What to work on
Copy out, from the entries below, each line holding the string "negative".

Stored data
=== Section Start ===

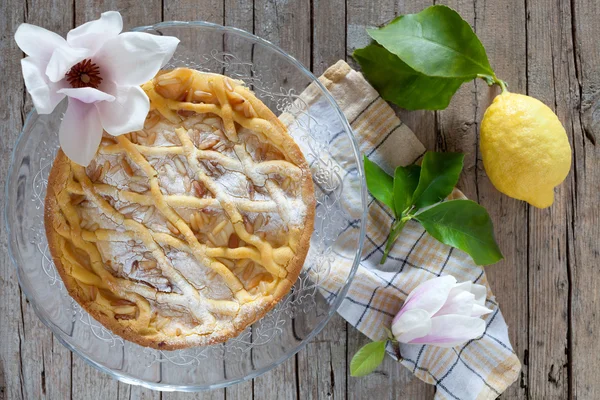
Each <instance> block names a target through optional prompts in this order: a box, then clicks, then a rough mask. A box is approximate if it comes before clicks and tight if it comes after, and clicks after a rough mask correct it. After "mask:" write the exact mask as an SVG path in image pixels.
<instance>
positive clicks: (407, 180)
mask: <svg viewBox="0 0 600 400" xmlns="http://www.w3.org/2000/svg"><path fill="white" fill-rule="evenodd" d="M420 174H421V167H419V166H418V165H409V166H408V167H397V168H396V171H395V172H394V205H395V207H396V215H402V212H403V211H404V210H406V209H407V208H408V207H410V206H411V205H412V202H411V200H412V195H413V193H414V192H415V189H416V188H417V185H418V184H419V175H420Z"/></svg>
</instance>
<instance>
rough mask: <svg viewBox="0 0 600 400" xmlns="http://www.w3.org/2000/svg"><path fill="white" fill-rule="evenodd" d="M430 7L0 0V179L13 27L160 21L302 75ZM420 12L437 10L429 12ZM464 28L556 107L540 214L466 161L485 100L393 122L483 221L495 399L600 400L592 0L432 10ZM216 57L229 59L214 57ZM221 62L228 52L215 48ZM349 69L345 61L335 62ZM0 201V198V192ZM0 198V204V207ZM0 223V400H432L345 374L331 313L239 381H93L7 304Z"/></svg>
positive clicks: (3, 259) (8, 139) (376, 374)
mask: <svg viewBox="0 0 600 400" xmlns="http://www.w3.org/2000/svg"><path fill="white" fill-rule="evenodd" d="M433 2H434V1H433V0H418V1H410V2H398V1H396V0H369V1H364V0H331V1H329V0H295V1H291V0H289V1H275V0H243V1H237V0H202V1H194V0H162V1H161V0H147V1H143V2H138V1H134V0H124V1H117V0H51V1H41V0H28V1H26V2H22V1H18V0H5V1H3V2H1V3H0V30H1V32H2V36H1V37H2V40H1V41H0V68H2V71H3V79H1V80H0V90H1V91H2V93H4V99H5V101H4V103H3V105H2V107H0V115H1V117H2V122H3V123H2V124H1V125H0V144H1V145H2V146H1V148H0V152H1V154H2V157H1V159H0V183H2V184H4V181H5V179H6V172H7V169H8V164H9V160H10V153H11V151H12V148H13V146H14V142H15V139H16V137H17V133H18V131H19V130H20V129H21V127H22V124H23V120H24V116H25V115H26V113H27V112H28V111H29V109H30V108H31V101H30V99H29V96H28V95H26V93H25V91H24V86H23V83H22V78H21V71H20V66H19V63H18V60H19V59H20V58H21V57H22V53H21V51H20V50H19V49H18V48H17V46H16V44H15V43H14V41H13V40H12V36H13V34H14V31H15V30H16V28H17V26H18V25H19V24H20V23H21V22H30V23H34V24H38V25H41V26H44V27H46V28H48V29H51V30H54V31H57V32H58V33H60V34H62V35H64V34H66V32H67V31H68V30H69V29H71V28H72V27H73V26H74V24H77V25H78V24H81V23H83V22H85V21H88V20H90V19H95V18H98V16H99V14H100V12H102V11H107V10H112V9H118V10H120V11H121V13H122V14H123V17H124V20H125V29H129V28H131V27H134V26H138V25H143V24H151V23H155V22H157V21H160V20H162V19H165V20H195V19H199V20H207V21H211V22H215V23H219V24H226V25H230V26H236V27H239V28H242V29H245V30H247V31H254V32H255V33H256V34H257V35H259V36H261V37H263V38H265V39H267V40H270V41H272V42H274V43H276V44H278V45H279V46H281V47H282V48H283V49H284V50H286V51H287V52H289V53H290V54H292V55H293V56H294V57H296V58H297V59H298V60H299V61H301V62H302V63H303V64H304V65H306V66H308V67H311V68H312V70H313V72H314V73H315V74H317V75H318V74H320V73H321V72H323V70H324V69H326V67H327V66H328V65H330V64H332V63H333V62H335V61H336V60H337V59H340V58H344V57H346V58H350V55H351V53H352V51H353V50H354V49H356V48H358V47H362V46H364V45H365V44H367V43H368V42H369V38H368V36H367V35H366V33H365V30H364V28H365V27H366V26H376V25H380V24H383V23H385V22H387V21H389V20H390V19H392V18H393V17H394V16H396V15H398V14H400V13H408V12H418V11H420V10H421V9H422V8H424V7H426V6H428V5H431V4H433ZM435 3H438V2H437V1H436V2H435ZM443 3H445V4H448V5H450V6H452V7H454V8H456V9H457V10H458V11H459V12H460V13H461V15H463V17H464V18H465V19H466V20H467V21H468V22H469V23H470V24H471V25H472V26H473V27H474V29H475V31H476V32H477V34H478V35H479V37H480V39H481V41H482V42H483V44H484V45H485V47H486V49H487V52H488V55H489V58H490V62H491V64H492V65H493V67H494V69H495V70H496V72H497V74H498V76H499V77H501V78H503V79H505V80H507V81H508V82H509V85H510V87H509V89H510V90H511V91H515V92H519V93H526V94H529V95H532V96H535V97H537V98H539V99H540V100H542V101H543V102H545V103H546V104H548V105H549V106H550V107H551V108H552V109H553V110H555V111H556V113H557V114H558V116H559V118H560V119H561V121H562V122H563V123H564V125H565V128H566V130H567V133H568V135H569V138H570V140H571V143H572V146H573V155H574V157H573V167H572V171H571V173H570V175H569V177H568V178H567V181H566V182H565V183H564V184H563V185H561V186H560V187H559V188H558V189H557V191H556V202H555V204H554V205H553V206H552V208H550V209H547V210H537V209H535V208H532V207H529V206H527V205H526V204H524V203H522V202H518V201H516V200H512V199H509V198H508V197H506V196H503V195H501V194H500V193H498V192H497V191H496V190H495V189H494V187H493V186H492V185H491V183H490V182H489V180H488V179H487V177H486V175H485V171H484V169H483V165H482V163H481V160H480V155H479V152H478V143H477V142H478V131H479V122H480V121H481V118H482V116H483V112H484V111H485V109H486V107H487V106H488V105H489V104H490V102H491V101H492V99H493V97H494V95H495V94H496V93H497V90H495V89H490V88H488V87H487V86H486V85H485V84H484V83H483V82H477V83H470V84H466V85H465V86H464V87H463V88H462V89H461V90H460V91H459V92H458V94H457V95H456V96H455V98H454V99H453V100H452V103H451V105H450V107H449V108H448V109H447V110H445V111H442V112H437V113H434V112H428V111H421V112H406V111H403V110H398V112H399V114H400V116H401V118H402V120H403V121H404V122H405V123H406V124H407V125H408V126H409V127H411V129H413V131H414V132H415V133H416V135H417V136H418V137H419V139H420V140H421V141H422V142H423V143H424V144H425V146H426V147H427V148H428V149H438V150H445V151H462V152H465V153H467V157H466V159H465V172H464V173H463V176H462V178H461V181H460V183H459V187H460V188H461V189H462V190H463V191H464V192H465V193H466V194H467V195H468V196H469V197H470V198H472V199H474V200H477V201H479V202H480V203H481V204H483V205H484V206H485V207H486V208H487V209H488V211H489V213H490V215H491V217H492V219H493V221H494V224H495V229H496V234H497V239H498V241H499V243H500V246H501V248H502V250H503V252H504V255H505V260H504V261H502V262H500V263H498V264H497V265H495V266H493V267H489V268H487V272H488V278H489V280H490V282H491V284H492V287H493V288H494V292H495V294H496V296H497V299H498V301H499V302H500V304H501V308H502V310H503V313H504V316H505V318H506V320H507V322H508V325H509V332H510V336H511V339H512V342H513V345H514V347H515V351H516V353H517V355H518V356H519V358H520V359H521V360H522V361H523V372H522V376H521V379H520V382H518V383H516V384H515V385H513V386H512V387H511V388H509V389H508V391H507V392H506V393H505V395H503V396H502V397H503V398H506V399H540V398H543V399H546V398H547V399H595V398H600V380H598V379H597V377H596V376H595V375H596V370H597V368H598V364H599V361H598V357H597V354H598V353H599V352H600V323H599V322H598V321H599V318H600V315H599V313H598V311H597V310H598V309H600V277H599V274H598V265H599V261H600V260H599V258H600V250H599V246H598V244H599V240H600V239H599V238H600V208H599V207H598V193H599V189H600V173H599V172H598V156H599V152H600V150H599V146H598V145H597V144H596V140H597V139H599V138H600V50H599V48H598V45H597V38H598V37H600V24H598V21H597V19H598V15H600V5H599V4H598V2H597V1H595V0H570V1H565V0H506V1H494V0H446V1H443ZM225 50H228V49H225ZM229 50H232V49H229ZM348 61H349V62H351V63H352V60H351V59H349V60H348ZM0 197H1V196H0ZM4 201H5V199H4V198H3V197H2V198H1V199H0V207H3V206H4ZM6 240H7V234H6V230H5V227H4V224H0V253H1V254H0V338H2V340H0V400H5V399H11V400H12V399H38V398H41V399H63V398H64V399H70V398H78V399H79V398H81V399H89V398H115V399H152V400H158V399H163V398H164V399H267V398H268V399H270V398H277V399H280V398H281V399H304V398H310V399H329V398H353V399H369V398H373V399H375V398H376V399H380V398H381V399H386V398H390V399H392V398H406V399H432V398H433V393H434V390H433V388H432V387H431V386H428V385H425V384H424V383H422V382H420V381H418V380H416V379H413V378H412V377H411V375H410V374H409V373H408V371H407V370H405V369H404V368H403V367H400V366H398V365H397V364H396V363H395V362H393V361H391V360H389V359H388V360H386V361H385V362H384V364H383V365H382V366H381V367H380V368H378V370H377V371H376V373H375V374H373V375H372V376H370V377H369V378H366V379H365V378H362V379H356V378H351V377H349V376H348V363H349V360H350V358H351V357H352V355H353V354H354V353H355V352H356V351H357V350H358V348H359V347H360V346H362V345H363V344H365V343H366V342H367V339H366V338H365V337H364V336H363V335H362V334H360V333H359V332H358V331H357V330H355V329H354V328H352V327H350V326H348V325H347V324H346V323H345V321H344V320H343V319H342V318H341V317H339V316H336V317H334V318H333V319H332V321H331V322H330V323H329V324H328V325H327V327H326V328H325V329H324V330H323V332H321V334H319V335H318V336H317V337H316V338H315V339H314V340H313V341H312V342H311V343H310V344H309V345H308V346H307V347H306V348H305V349H304V350H302V351H301V352H300V353H298V355H296V356H295V357H292V358H291V359H290V360H288V361H287V362H285V363H284V364H282V365H280V366H279V367H278V368H276V369H274V370H273V371H271V372H269V373H267V374H265V375H263V376H261V377H259V378H257V379H256V380H254V381H251V382H246V383H243V384H241V385H237V386H234V387H230V388H227V389H223V390H217V391H212V392H203V393H191V394H175V393H160V392H153V391H150V390H147V389H143V388H140V387H134V386H130V385H127V384H123V383H117V382H116V381H114V380H112V379H110V378H108V377H107V376H106V375H104V374H102V373H100V372H98V371H96V370H95V369H93V368H91V367H89V366H88V365H87V364H85V363H84V362H83V361H82V360H81V359H79V358H78V357H76V356H75V357H74V356H72V354H71V353H70V352H69V351H68V350H66V349H65V348H64V347H63V346H62V345H61V344H60V343H58V341H56V340H55V339H54V338H53V336H52V335H51V333H50V331H49V330H48V329H47V328H45V327H44V326H43V324H42V323H41V322H40V321H39V320H38V319H37V317H36V316H35V314H34V312H33V310H32V307H31V305H29V304H28V302H27V301H26V299H25V298H24V296H22V295H21V291H20V289H19V286H18V283H17V280H16V275H15V272H14V268H13V266H12V264H11V262H10V260H9V257H8V251H7V244H6Z"/></svg>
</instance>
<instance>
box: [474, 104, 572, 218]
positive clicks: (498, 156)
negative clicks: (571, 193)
mask: <svg viewBox="0 0 600 400" xmlns="http://www.w3.org/2000/svg"><path fill="white" fill-rule="evenodd" d="M480 146H481V155H482V158H483V166H484V167H485V171H486V172H487V175H488V177H489V178H490V180H491V181H492V183H493V184H494V186H495V187H496V189H498V190H499V191H501V192H502V193H504V194H506V195H508V196H510V197H514V198H515V199H519V200H525V201H526V202H528V203H529V204H531V205H533V206H535V207H538V208H545V207H549V206H551V205H552V203H553V202H554V188H555V187H556V186H558V185H559V184H560V183H561V182H562V181H564V180H565V178H566V177H567V174H568V173H569V169H570V168H571V146H570V145H569V139H568V138H567V133H566V132H565V128H564V127H563V126H562V124H561V123H560V121H559V120H558V117H557V116H556V114H554V112H552V110H551V109H550V108H549V107H548V106H546V105H545V104H544V103H542V102H541V101H539V100H537V99H534V98H533V97H529V96H525V95H522V94H516V93H509V92H504V93H502V94H500V95H498V96H496V98H495V99H494V101H493V102H492V104H491V105H490V106H489V108H488V109H487V110H486V111H485V115H484V116H483V120H482V121H481V139H480Z"/></svg>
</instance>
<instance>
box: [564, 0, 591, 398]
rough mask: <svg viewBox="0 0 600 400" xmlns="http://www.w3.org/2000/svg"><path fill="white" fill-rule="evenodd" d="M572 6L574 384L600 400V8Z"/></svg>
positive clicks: (570, 369) (572, 261) (570, 379)
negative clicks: (599, 201)
mask: <svg viewBox="0 0 600 400" xmlns="http://www.w3.org/2000/svg"><path fill="white" fill-rule="evenodd" d="M571 5H572V7H571V15H570V17H571V31H570V32H571V33H572V34H573V35H574V37H572V38H571V39H572V42H571V43H572V44H571V45H572V48H571V51H569V52H567V53H566V56H567V58H566V60H568V62H569V64H568V65H573V64H571V57H572V58H573V61H574V68H571V69H572V70H573V69H574V73H573V72H571V73H570V76H569V83H570V84H569V92H568V93H567V94H566V95H567V98H568V99H569V100H570V101H569V105H570V107H568V109H567V110H566V112H568V113H569V114H570V115H571V116H572V118H571V129H572V141H573V150H574V157H573V159H574V161H573V170H572V172H571V190H570V193H568V194H567V196H568V197H569V199H570V201H571V202H572V204H571V206H570V207H569V209H568V213H567V221H566V224H568V225H570V229H569V235H568V236H567V238H566V240H567V243H568V246H569V252H568V253H567V257H568V265H569V272H570V277H571V282H570V283H571V286H570V287H571V296H570V300H571V309H570V315H571V329H570V337H569V338H570V345H571V352H570V359H569V364H570V369H569V373H570V374H569V375H570V376H569V378H570V381H569V382H570V383H571V385H570V386H571V390H570V394H571V395H572V396H573V398H579V399H594V398H599V397H600V380H599V379H598V374H597V372H596V371H597V370H598V366H599V363H600V361H599V359H598V357H596V356H595V355H596V354H598V352H599V351H600V324H599V323H598V318H599V316H600V314H599V313H598V310H599V309H600V276H599V274H598V265H600V262H599V261H600V250H599V247H600V246H599V239H598V238H600V209H599V207H598V193H600V173H599V172H598V160H599V156H600V144H599V143H598V139H600V91H599V90H600V52H599V51H598V41H597V38H598V37H599V35H600V26H599V25H598V23H597V19H595V18H594V15H598V13H599V12H600V5H599V4H598V2H596V1H594V0H587V1H575V0H573V1H572V4H571ZM561 30H563V31H564V29H561ZM560 61H562V57H561V60H560ZM573 75H574V76H573Z"/></svg>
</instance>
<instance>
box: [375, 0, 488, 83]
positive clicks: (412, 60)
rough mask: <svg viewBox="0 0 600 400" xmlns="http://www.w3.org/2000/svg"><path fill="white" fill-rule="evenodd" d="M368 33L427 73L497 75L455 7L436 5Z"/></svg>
mask: <svg viewBox="0 0 600 400" xmlns="http://www.w3.org/2000/svg"><path fill="white" fill-rule="evenodd" d="M367 32H368V34H369V35H370V36H371V37H372V38H373V39H374V40H375V41H377V42H378V43H379V44H380V45H382V46H383V47H385V48H386V49H387V50H389V51H390V52H391V53H393V54H395V55H397V56H398V57H400V59H402V61H404V62H405V63H406V64H408V65H409V66H410V67H411V68H412V69H414V70H416V71H419V72H421V73H422V74H425V75H428V76H436V77H445V78H463V79H465V78H468V79H474V78H476V77H477V75H478V74H481V75H494V71H493V70H492V67H491V66H490V62H489V60H488V58H487V55H486V53H485V49H484V48H483V45H482V44H481V42H480V41H479V39H478V38H477V35H475V33H474V32H473V29H472V28H471V26H470V25H469V24H468V23H467V22H466V21H465V20H463V19H462V18H461V16H460V15H459V14H458V13H457V12H456V11H454V10H453V9H451V8H449V7H446V6H443V5H435V6H431V7H428V8H426V9H424V10H423V11H421V12H420V13H418V14H408V15H402V16H400V17H398V18H396V19H394V20H393V21H392V22H390V23H389V24H388V25H386V26H384V27H382V28H380V29H368V30H367Z"/></svg>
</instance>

=== Section End ===

Solution
negative clicks: (571, 193)
negative clicks: (599, 201)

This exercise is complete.